EXERCISE GOAL: Copy the lines below as they are; omit the images they contain.

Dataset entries

------------------------------------

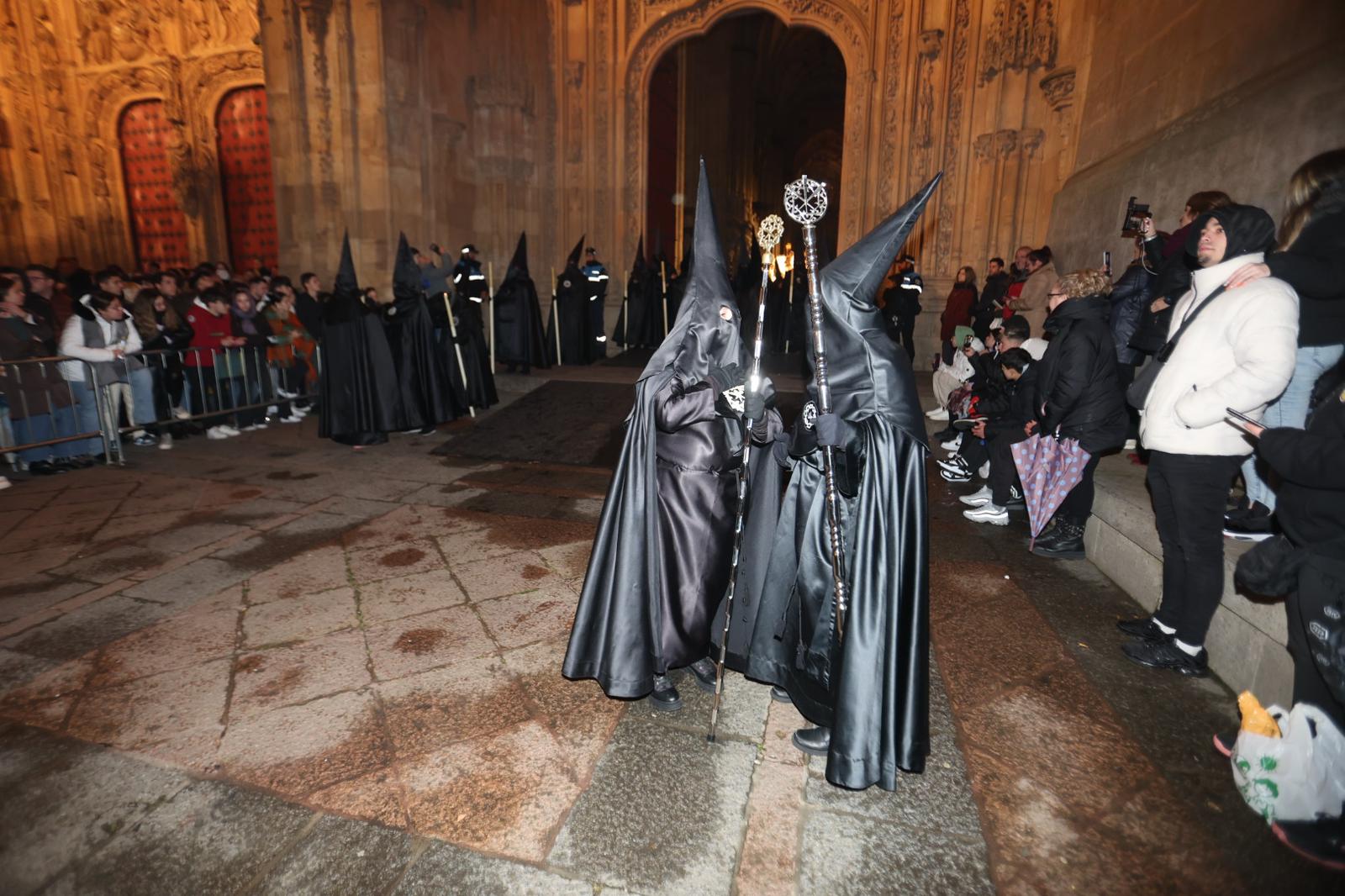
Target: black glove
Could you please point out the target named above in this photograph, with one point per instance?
(753, 407)
(831, 430)
(724, 378)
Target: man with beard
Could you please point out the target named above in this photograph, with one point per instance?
(518, 316)
(358, 387)
(425, 396)
(663, 548)
(868, 685)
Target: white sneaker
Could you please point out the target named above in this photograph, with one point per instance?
(988, 513)
(978, 498)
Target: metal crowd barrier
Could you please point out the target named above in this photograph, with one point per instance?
(239, 383)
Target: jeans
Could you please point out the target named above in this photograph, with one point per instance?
(1189, 493)
(1290, 409)
(44, 427)
(87, 417)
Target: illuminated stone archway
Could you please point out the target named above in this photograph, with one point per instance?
(836, 20)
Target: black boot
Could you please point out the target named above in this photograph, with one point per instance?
(814, 741)
(1069, 546)
(704, 672)
(665, 694)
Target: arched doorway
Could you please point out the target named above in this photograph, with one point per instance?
(158, 224)
(245, 178)
(763, 103)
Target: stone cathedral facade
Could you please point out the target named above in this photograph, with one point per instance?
(127, 123)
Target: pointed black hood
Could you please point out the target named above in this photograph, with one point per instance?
(346, 284)
(407, 282)
(868, 373)
(699, 340)
(518, 264)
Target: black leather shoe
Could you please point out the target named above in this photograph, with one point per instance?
(1168, 656)
(1145, 629)
(665, 694)
(704, 672)
(814, 741)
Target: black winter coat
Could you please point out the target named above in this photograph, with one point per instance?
(1078, 392)
(1130, 299)
(1315, 266)
(1311, 503)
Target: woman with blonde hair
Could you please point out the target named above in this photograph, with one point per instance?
(1311, 257)
(1079, 403)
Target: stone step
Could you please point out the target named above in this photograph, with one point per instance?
(1248, 635)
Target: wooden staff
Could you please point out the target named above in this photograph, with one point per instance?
(556, 318)
(490, 293)
(457, 350)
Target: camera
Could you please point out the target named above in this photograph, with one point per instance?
(1136, 214)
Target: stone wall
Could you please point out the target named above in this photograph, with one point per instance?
(1261, 92)
(67, 71)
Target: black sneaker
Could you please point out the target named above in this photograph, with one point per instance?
(1168, 656)
(1143, 629)
(1318, 841)
(704, 672)
(665, 694)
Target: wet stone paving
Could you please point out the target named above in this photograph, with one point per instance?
(279, 667)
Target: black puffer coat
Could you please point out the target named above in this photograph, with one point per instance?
(1130, 299)
(1078, 392)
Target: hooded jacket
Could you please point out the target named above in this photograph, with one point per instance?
(1237, 354)
(1078, 392)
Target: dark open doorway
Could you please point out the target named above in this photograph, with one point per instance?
(763, 103)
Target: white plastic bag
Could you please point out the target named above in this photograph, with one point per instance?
(1298, 775)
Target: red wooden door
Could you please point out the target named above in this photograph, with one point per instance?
(245, 177)
(158, 225)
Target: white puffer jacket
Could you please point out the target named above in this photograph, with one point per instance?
(1237, 354)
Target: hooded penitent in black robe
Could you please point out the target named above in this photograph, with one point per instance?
(873, 688)
(661, 557)
(358, 385)
(518, 318)
(571, 303)
(641, 322)
(423, 380)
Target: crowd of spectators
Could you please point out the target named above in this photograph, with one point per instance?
(168, 353)
(1216, 354)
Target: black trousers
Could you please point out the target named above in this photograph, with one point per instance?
(1317, 615)
(1189, 494)
(1078, 505)
(1004, 472)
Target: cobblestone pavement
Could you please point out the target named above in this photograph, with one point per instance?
(277, 665)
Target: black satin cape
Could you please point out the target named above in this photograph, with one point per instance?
(620, 636)
(358, 383)
(518, 316)
(423, 381)
(872, 688)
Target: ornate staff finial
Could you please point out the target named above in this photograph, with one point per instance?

------------------------------------

EXERCISE RESULT:
Target: black glove
Could you please point out the target named above in this photograph, with one point per instance?
(753, 407)
(831, 430)
(724, 378)
Target: man with beard
Could you please point out the target named above in this photograph, with one point per instance?
(518, 316)
(358, 387)
(425, 396)
(663, 548)
(868, 685)
Target: white sneaker
Could you please point out the target named above in this photograph, with one point per instance?
(988, 513)
(978, 498)
Target: metal crowd barrier
Could you please point out the target named above in this photograph, with one point per instance?
(239, 383)
Target: jeans
Could you please point out the target named above in this photograph, with one point per instance?
(1189, 493)
(1290, 409)
(44, 427)
(87, 417)
Target: illuminated stone archway
Could you please point out the target named above in this photograph, with one point per instance?
(836, 20)
Target: black boot
Could you please point out the target named above in this photograph, with one point per instance?
(814, 741)
(1069, 546)
(704, 672)
(665, 694)
Target: arched doorway
Could you please point out the target named above in this photograph, with one point per instance?
(158, 224)
(245, 178)
(763, 103)
Target: stone cathedral facade
Could you please point out the target named above in this photograph, with one point per instance?
(127, 123)
Target: pointed black hood
Could you please point out the target named above in this photograph, with one point per instance?
(346, 284)
(407, 282)
(868, 373)
(699, 340)
(518, 264)
Target: black leather shoe
Could you please point out the target named above in this photograph, with one point per instance?
(1168, 656)
(1145, 629)
(665, 694)
(704, 672)
(814, 741)
Target: black winter coat
Could you please point out the target named above in this photograph, with one point per instance?
(1078, 392)
(1130, 299)
(1315, 266)
(1311, 503)
Target: woman with blonde hair
Could you please point out the target named above in this photograph, with one point per instance?
(1311, 257)
(1079, 403)
Target: stone step
Could you please point out the target named above in this photograph, with one point per instance?
(1248, 635)
Target: wooden staff
Could you please point out the target named above in this photograph, with one point per instance?
(556, 318)
(490, 293)
(457, 350)
Target: camera
Could you please point out the target named above in this photograph, with one point per instance?
(1136, 214)
Target: stone wall
Could you please point out the target named above in this photograph, with one point per instance?
(1261, 92)
(67, 71)
Target: black sneaker
Could you please point out the target named above in this photograph, with one point per instance?
(1168, 656)
(1143, 629)
(1318, 841)
(704, 672)
(665, 694)
Target: wet stone paving
Could you please point out the target named above in this photograph, with one point per instance?
(279, 667)
Target: black puffer coat
Could you please point out the target named above in this photograph, with one point per instance?
(1130, 299)
(1078, 392)
Target: hooded jacket
Could you please point out the target named above in this photograph, with one point per instance?
(1237, 354)
(1078, 392)
Target: dark open doorway
Could you please point out the target named above in this photograph, with one point per instance?
(763, 103)
Target: white plastic bag
Could you please point out the target named above in this photograph, with one point per instance?
(1298, 775)
Target: red wooden door
Could you please point out the target named above in this photograph, with one point per instance?
(245, 177)
(158, 225)
Target: white puffer jacket
Could you please point out the target named above in this photograph, with one point per instance?
(1237, 354)
Target: hooded penitent in black robe
Could you please point out the target named above in this photograph, with one point per instance?
(873, 688)
(661, 557)
(358, 385)
(518, 318)
(571, 303)
(641, 322)
(423, 380)
Target: crowd of spectators
Could you please point out the target named above in this photograph, with one point per instance?
(168, 353)
(1216, 354)
Target: black trousers
Could you please point out the target named above in this photograph, with one point per instance?
(1317, 615)
(1189, 494)
(1078, 505)
(1004, 472)
Target: cobblestone pavement
Could you please point out the target named above in this photograph, with one point per instance?
(277, 665)
Target: black satin cape
Could you please point out the target named above in this photograph, with one point per instance?
(620, 636)
(358, 383)
(518, 316)
(423, 381)
(872, 688)
Target: ornate staff finial
Could you please point out the target named above in this photograph, with one point per instance?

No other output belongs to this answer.